#### Provided data

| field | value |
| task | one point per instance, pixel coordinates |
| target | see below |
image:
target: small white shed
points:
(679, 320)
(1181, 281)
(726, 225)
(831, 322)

########

Description of the task:
Format every item above as a two-column CSV with the headers "text" and "answer". Use one row per item, put each value in its own quoted field, and replace line breaks with spaces.

Result of this task:
text,answer
"| field | value | | task | one point per instance, pixel coordinates | | target | see below | image: target: small white shed points:","(679, 320) (1181, 281) (726, 225) (831, 322)"